BEGIN
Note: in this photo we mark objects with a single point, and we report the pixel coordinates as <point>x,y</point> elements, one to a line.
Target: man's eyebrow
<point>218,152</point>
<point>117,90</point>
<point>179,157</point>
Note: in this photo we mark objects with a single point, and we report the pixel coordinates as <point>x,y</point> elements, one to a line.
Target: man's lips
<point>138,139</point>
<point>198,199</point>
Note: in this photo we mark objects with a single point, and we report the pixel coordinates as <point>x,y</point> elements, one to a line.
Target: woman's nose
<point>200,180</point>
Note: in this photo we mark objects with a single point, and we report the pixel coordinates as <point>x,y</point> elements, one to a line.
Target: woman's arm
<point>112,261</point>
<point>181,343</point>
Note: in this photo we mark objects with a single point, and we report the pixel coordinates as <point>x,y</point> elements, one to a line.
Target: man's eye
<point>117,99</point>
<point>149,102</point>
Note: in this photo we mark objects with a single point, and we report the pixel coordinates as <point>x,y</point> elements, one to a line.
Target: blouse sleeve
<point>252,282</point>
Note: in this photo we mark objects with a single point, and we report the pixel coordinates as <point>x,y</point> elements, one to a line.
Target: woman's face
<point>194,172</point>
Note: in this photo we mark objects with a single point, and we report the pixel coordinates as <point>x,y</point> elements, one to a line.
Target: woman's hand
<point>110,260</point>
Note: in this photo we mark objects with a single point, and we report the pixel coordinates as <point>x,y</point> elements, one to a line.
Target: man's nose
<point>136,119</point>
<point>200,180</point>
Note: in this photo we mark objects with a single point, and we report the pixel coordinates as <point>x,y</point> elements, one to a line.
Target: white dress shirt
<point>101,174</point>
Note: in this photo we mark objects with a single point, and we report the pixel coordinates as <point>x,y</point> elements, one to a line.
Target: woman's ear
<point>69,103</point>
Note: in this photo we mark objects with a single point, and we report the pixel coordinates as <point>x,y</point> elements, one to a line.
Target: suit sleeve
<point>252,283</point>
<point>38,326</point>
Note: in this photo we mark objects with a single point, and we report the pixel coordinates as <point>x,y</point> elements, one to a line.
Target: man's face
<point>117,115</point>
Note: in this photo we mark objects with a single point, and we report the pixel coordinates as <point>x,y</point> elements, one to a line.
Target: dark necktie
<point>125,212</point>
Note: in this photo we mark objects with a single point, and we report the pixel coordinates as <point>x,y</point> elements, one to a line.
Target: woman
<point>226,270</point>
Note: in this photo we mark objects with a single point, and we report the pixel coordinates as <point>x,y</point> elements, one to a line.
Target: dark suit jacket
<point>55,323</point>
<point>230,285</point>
END
TASK PROMPT: The listing above should be transcribed in full, exactly as written.

RESPONSE TO THIS EXERCISE:
Note: in this photo we mark objects with a single point, and we report the pixel coordinates as <point>x,y</point> elements, one to a line.
Target: man's eyebrow
<point>218,152</point>
<point>117,90</point>
<point>179,157</point>
Note: in this photo we mark objects with a single point, and we report the pixel coordinates as <point>x,y</point> elements, one to a line.
Target: man's lips
<point>138,139</point>
<point>198,199</point>
Note: in this photo we mark objects with a single point, and we report the pixel coordinates as <point>x,y</point> elements, one to a line.
Target: woman's nose
<point>200,180</point>
Note: in this photo we mark objects with a single point, and we report the pixel coordinates as <point>x,y</point> elements, one to a line.
Target: woman's arm
<point>112,261</point>
<point>181,343</point>
Note: in this photo we mark objects with a single point, and we report the pixel coordinates as <point>x,y</point> elements, one to a line.
Target: man's eye
<point>117,99</point>
<point>149,102</point>
Note: in this photo we mark objects with a single point, and we report the pixel coordinates as <point>x,y</point> elements, one to a line.
Target: blouse sleeve
<point>252,282</point>
Note: in this photo we mark objects with a single point, and we report the pixel coordinates as <point>x,y</point> elements, one to a line.
Target: woman's face
<point>194,172</point>
Note: in this photo we mark objects with a single point, and we report the pixel coordinates as <point>x,y</point> elements, one to a line.
Target: woman's hand
<point>110,260</point>
Note: in this photo we mark objects with a single point, and we report the pixel coordinates as <point>x,y</point> elements, one to a line.
Target: man's nose
<point>136,119</point>
<point>200,180</point>
Note: in this photo we mark objects with a single point, and we report the pixel coordinates as <point>x,y</point> elements, one to a line.
Target: white dress shirt
<point>101,174</point>
Note: in this photo we mark objects with a single point, and we report the pixel coordinates as <point>x,y</point> elements, one to a line.
Target: woman's ear
<point>69,103</point>
Note: in this photo we mark objects with a single point, and we report the pixel coordinates as <point>x,y</point> elements, one to a line.
Target: suit sleeve
<point>252,283</point>
<point>38,326</point>
Note: in this photo we mark objects with a single point, and we report the pixel coordinates as <point>x,y</point> elements, one to a line.
Target: man's face
<point>117,115</point>
Note: in this photo we mark objects with a single point, and we report the pixel coordinates as <point>x,y</point> elements, one to a line.
Target: dark necktie
<point>125,212</point>
Note: in this photo we mark objects with a single point, and we report the pixel coordinates as <point>x,y</point> elements, one to a line.
Target: woman
<point>226,270</point>
Note: in this photo we mark objects with a single point, and we report the pixel coordinates as <point>x,y</point> elements, one to a line.
Target: dark suit jacket
<point>55,323</point>
<point>230,285</point>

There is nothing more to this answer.